-- begin Extracted information --

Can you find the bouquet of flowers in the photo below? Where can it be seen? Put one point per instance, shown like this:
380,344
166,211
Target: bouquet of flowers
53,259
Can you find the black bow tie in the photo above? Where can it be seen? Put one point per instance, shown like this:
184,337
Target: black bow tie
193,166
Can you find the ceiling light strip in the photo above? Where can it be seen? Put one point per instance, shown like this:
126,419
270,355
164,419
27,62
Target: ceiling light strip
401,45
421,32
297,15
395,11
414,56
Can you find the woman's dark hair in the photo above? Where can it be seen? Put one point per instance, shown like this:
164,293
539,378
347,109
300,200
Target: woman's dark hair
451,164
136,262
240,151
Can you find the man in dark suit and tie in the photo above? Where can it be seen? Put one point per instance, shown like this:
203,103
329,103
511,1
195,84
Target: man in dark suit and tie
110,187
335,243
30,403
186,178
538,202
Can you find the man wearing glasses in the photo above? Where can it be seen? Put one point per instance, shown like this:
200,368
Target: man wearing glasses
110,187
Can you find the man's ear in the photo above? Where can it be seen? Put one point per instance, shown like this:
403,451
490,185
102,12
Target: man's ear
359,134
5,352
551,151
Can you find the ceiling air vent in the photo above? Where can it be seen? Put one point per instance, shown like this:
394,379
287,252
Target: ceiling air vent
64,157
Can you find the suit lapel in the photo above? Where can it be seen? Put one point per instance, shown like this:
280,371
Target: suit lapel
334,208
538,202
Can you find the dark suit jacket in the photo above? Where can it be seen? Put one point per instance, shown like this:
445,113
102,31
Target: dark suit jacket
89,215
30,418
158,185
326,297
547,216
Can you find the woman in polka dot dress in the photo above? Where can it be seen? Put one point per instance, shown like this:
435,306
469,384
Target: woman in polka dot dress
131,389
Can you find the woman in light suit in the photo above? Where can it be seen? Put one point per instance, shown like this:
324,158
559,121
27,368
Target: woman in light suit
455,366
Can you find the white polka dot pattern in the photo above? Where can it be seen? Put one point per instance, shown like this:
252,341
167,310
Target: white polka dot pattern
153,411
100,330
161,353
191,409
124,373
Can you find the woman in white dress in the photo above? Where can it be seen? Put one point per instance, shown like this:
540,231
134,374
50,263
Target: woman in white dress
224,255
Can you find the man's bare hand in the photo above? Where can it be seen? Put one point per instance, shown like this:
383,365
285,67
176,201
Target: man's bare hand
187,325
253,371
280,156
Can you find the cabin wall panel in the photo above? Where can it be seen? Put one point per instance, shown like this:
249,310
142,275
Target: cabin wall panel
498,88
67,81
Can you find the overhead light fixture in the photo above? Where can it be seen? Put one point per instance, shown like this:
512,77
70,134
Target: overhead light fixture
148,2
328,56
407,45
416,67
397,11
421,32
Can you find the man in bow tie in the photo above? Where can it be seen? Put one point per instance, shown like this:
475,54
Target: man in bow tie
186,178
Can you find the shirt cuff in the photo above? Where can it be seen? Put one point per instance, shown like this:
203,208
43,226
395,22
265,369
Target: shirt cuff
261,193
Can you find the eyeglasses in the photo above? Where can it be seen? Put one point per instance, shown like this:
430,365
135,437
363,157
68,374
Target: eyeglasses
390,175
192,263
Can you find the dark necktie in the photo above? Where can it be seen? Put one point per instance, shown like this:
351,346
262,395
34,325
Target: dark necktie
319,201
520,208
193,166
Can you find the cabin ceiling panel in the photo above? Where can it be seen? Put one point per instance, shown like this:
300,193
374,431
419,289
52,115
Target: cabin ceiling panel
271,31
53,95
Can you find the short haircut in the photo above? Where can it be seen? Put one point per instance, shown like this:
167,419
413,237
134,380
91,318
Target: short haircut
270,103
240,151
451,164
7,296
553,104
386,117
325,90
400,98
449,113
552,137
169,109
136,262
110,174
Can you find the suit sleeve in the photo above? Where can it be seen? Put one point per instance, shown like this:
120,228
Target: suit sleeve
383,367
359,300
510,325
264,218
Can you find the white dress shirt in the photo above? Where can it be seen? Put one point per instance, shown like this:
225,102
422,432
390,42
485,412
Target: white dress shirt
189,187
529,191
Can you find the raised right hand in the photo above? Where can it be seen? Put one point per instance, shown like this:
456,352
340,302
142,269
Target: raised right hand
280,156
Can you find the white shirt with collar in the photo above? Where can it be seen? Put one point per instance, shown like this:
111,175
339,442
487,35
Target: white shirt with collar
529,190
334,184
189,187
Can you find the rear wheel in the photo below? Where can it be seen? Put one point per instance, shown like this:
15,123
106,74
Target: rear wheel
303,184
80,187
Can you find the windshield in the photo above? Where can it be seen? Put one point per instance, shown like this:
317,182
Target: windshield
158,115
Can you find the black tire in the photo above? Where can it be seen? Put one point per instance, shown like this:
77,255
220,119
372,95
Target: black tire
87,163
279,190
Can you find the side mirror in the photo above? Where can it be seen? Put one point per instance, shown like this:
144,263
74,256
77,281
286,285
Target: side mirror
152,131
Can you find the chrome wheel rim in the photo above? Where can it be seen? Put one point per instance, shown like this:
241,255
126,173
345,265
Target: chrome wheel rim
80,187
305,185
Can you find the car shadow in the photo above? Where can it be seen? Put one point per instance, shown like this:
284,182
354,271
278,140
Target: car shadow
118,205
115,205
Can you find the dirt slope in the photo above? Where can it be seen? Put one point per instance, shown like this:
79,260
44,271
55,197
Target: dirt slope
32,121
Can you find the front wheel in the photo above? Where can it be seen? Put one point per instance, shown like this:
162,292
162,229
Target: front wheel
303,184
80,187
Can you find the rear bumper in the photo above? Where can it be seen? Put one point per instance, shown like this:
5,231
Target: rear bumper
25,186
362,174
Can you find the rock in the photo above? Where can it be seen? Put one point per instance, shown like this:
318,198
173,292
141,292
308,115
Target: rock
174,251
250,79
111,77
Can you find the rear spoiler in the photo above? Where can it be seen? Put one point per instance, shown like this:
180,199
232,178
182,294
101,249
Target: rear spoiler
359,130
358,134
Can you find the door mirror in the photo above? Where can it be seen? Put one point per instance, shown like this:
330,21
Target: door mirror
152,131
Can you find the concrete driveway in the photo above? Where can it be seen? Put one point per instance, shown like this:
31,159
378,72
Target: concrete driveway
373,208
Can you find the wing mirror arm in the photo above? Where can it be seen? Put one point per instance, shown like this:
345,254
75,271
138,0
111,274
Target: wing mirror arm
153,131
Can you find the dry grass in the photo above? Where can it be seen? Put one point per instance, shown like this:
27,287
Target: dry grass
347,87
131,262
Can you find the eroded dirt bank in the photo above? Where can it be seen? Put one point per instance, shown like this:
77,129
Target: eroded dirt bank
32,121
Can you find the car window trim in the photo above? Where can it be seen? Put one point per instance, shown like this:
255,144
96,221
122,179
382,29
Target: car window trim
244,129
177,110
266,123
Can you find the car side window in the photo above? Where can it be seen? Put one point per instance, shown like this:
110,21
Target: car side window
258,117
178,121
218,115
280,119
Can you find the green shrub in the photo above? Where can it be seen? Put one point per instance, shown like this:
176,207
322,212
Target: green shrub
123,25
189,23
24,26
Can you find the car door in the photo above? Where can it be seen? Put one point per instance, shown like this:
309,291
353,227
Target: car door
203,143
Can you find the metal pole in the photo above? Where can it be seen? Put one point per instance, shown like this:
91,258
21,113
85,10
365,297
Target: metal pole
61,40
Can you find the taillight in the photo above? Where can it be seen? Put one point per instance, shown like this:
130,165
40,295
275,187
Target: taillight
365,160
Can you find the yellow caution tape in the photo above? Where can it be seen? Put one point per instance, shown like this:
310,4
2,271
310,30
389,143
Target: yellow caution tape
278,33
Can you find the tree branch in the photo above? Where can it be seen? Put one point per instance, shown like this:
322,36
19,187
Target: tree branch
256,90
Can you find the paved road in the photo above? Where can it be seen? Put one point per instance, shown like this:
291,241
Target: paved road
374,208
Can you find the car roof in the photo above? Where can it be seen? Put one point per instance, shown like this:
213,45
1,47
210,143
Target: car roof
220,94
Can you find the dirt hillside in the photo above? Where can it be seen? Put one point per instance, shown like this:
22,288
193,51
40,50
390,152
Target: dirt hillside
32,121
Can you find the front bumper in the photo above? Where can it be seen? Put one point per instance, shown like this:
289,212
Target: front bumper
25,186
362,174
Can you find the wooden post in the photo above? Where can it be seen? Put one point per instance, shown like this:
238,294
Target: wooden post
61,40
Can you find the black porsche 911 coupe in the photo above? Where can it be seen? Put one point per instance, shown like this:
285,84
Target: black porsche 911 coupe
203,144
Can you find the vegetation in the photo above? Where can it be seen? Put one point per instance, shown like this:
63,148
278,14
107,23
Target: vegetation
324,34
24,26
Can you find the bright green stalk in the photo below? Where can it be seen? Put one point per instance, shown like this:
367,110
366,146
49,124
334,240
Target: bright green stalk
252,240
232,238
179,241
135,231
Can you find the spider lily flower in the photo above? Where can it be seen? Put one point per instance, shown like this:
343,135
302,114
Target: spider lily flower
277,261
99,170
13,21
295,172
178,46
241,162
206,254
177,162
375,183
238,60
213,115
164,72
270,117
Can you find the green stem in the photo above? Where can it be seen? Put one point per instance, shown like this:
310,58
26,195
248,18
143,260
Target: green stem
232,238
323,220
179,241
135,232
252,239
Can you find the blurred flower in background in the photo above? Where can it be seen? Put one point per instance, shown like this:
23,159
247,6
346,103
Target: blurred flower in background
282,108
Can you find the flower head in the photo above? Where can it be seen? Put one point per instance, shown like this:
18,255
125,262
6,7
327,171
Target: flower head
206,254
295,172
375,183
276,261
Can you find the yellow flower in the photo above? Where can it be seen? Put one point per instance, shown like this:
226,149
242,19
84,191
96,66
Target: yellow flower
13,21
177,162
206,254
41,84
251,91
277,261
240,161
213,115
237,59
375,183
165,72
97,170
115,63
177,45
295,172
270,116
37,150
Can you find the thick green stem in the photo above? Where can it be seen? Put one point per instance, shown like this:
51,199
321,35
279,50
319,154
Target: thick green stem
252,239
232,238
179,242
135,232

-- end Extracted information --

Task directions |
Rewrite the entries from the line containing "Can you find the green stem" through the end, changing "Target" to "Object" wherever it occurs and leaving everything else untouched.

Answer below |
Can you find the green stem in the photo above? Where can it be seen? Put one point per instance, shown like this:
310,58
26,195
248,18
143,260
Object: green stem
232,238
323,220
179,241
135,232
252,239
Can you find the blurred flower in background in the photo above? Where can it be seen? Put one point per instance, shown like this:
23,159
247,6
346,103
Object: blurred flower in background
282,108
Can you find the flower head in the photo above? Where can it be seen? Put one point per instance, shown like this:
18,255
125,262
6,7
327,171
Object: flower head
206,254
295,172
375,183
276,261
Can you find the yellow flower in the photo above? Where can it be seen? Put one point per instance, shown like this:
226,149
242,19
84,191
96,66
Object: yellow flower
13,21
177,162
206,254
41,84
251,91
277,261
240,161
213,115
237,59
375,183
165,72
97,170
115,63
177,45
295,172
270,116
37,150
Can you find the thick green stem in the photo above? Where can it be seen? Put one point per instance, shown like this:
51,199
321,35
279,50
319,154
Object: thick green stem
252,239
232,238
179,242
135,232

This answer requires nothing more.